◆ **TASK REQUIREMENTS**: Which of the lines below holds the string "back"? Copy every line that does.

◆ **THE DATA**:
[Start of Attachment]
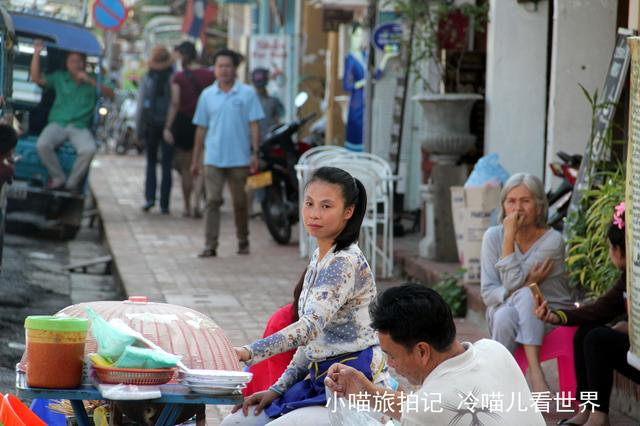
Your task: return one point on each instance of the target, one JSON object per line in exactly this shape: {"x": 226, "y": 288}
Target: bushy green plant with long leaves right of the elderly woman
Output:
{"x": 590, "y": 269}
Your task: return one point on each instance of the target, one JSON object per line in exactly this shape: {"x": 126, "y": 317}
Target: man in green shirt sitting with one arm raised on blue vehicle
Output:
{"x": 70, "y": 117}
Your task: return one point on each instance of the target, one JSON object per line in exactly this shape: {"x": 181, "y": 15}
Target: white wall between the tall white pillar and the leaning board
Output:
{"x": 584, "y": 33}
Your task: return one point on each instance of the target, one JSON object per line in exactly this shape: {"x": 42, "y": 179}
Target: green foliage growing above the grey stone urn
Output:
{"x": 429, "y": 24}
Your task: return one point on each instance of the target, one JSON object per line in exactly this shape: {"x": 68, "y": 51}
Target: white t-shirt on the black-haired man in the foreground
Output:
{"x": 484, "y": 382}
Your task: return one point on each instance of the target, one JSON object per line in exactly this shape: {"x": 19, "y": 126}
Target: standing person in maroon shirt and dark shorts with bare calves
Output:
{"x": 186, "y": 87}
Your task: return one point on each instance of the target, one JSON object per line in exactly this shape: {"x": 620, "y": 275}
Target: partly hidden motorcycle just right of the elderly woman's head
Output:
{"x": 560, "y": 197}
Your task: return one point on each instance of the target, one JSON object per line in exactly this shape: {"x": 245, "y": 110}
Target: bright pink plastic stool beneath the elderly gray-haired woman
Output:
{"x": 557, "y": 344}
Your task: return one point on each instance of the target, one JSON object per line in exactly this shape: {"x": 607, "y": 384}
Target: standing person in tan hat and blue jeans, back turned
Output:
{"x": 153, "y": 105}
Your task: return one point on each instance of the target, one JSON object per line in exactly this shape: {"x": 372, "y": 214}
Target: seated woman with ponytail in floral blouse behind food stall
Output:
{"x": 334, "y": 322}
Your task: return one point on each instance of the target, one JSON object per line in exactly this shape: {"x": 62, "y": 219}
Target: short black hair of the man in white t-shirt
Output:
{"x": 413, "y": 313}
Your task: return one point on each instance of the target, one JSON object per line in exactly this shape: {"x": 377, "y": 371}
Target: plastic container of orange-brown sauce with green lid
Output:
{"x": 55, "y": 351}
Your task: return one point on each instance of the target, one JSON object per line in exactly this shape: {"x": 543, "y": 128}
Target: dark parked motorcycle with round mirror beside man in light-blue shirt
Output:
{"x": 279, "y": 155}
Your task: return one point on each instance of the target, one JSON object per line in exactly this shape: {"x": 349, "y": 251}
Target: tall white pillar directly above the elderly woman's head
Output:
{"x": 516, "y": 84}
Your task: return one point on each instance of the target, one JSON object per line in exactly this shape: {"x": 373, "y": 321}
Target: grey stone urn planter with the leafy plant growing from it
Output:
{"x": 435, "y": 27}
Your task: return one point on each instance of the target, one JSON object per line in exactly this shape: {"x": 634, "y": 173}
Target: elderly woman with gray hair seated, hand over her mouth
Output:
{"x": 520, "y": 251}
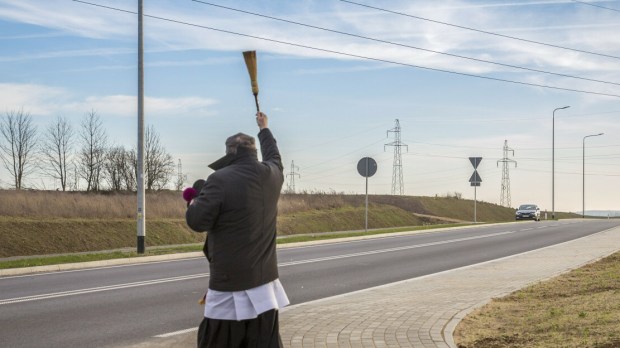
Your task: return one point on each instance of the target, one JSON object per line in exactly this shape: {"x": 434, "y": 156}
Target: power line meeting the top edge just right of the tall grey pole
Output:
{"x": 405, "y": 45}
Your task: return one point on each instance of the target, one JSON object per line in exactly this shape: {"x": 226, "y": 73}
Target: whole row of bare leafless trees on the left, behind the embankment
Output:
{"x": 83, "y": 156}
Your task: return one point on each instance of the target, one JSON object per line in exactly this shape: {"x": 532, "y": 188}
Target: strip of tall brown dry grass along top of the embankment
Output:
{"x": 169, "y": 204}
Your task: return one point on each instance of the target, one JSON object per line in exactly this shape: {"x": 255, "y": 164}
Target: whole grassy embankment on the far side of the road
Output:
{"x": 48, "y": 222}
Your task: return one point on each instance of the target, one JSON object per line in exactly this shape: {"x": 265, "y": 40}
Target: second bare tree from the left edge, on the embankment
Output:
{"x": 56, "y": 150}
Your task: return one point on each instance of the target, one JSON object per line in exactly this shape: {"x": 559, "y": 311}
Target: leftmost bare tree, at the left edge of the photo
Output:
{"x": 18, "y": 145}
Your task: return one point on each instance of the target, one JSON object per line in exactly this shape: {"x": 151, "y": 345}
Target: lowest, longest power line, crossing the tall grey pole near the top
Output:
{"x": 530, "y": 84}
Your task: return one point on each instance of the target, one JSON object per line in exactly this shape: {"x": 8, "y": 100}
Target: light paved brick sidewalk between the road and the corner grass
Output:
{"x": 421, "y": 312}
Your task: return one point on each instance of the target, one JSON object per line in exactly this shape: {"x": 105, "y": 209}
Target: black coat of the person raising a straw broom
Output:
{"x": 237, "y": 207}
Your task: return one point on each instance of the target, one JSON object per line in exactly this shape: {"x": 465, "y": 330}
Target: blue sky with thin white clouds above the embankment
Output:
{"x": 461, "y": 78}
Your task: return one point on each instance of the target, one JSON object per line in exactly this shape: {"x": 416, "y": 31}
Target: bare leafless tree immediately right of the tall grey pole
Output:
{"x": 158, "y": 164}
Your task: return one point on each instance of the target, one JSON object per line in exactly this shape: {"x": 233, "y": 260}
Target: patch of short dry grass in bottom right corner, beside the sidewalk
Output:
{"x": 578, "y": 309}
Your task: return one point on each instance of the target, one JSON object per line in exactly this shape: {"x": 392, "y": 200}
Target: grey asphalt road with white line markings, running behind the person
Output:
{"x": 121, "y": 305}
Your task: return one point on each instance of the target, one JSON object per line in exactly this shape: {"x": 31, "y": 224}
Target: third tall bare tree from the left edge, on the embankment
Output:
{"x": 93, "y": 139}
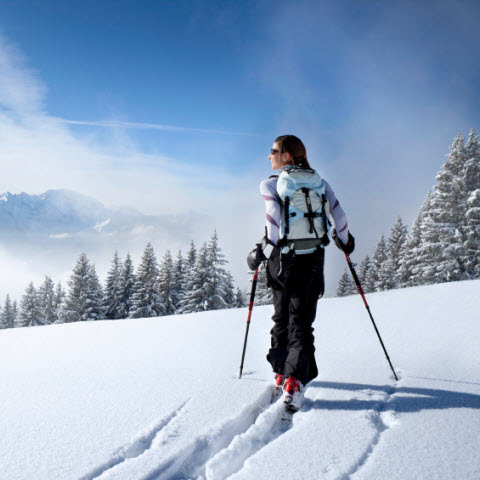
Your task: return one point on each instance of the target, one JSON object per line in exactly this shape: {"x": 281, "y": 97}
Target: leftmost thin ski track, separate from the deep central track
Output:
{"x": 139, "y": 445}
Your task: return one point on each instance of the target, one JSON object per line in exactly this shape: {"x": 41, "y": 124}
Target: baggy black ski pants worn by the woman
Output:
{"x": 297, "y": 282}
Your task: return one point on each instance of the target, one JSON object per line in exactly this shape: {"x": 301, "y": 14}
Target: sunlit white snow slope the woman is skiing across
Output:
{"x": 160, "y": 398}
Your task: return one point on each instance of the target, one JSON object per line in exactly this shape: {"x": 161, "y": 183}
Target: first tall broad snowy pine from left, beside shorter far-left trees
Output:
{"x": 84, "y": 300}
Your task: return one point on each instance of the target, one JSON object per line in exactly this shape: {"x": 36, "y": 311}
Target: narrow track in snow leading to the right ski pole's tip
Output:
{"x": 381, "y": 418}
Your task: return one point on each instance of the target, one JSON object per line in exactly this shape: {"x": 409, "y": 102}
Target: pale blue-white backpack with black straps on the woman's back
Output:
{"x": 304, "y": 223}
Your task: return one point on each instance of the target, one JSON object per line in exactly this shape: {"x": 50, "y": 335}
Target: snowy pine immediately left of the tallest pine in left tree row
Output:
{"x": 197, "y": 288}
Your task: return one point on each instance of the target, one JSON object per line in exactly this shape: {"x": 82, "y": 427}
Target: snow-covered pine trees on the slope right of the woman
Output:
{"x": 444, "y": 242}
[End of Attachment]
◆ **EXPECTED ANSWER**:
Target: standing person in tan hat and blue jeans, back turned
Target: pale blue-white backpack with black straps on the woman's back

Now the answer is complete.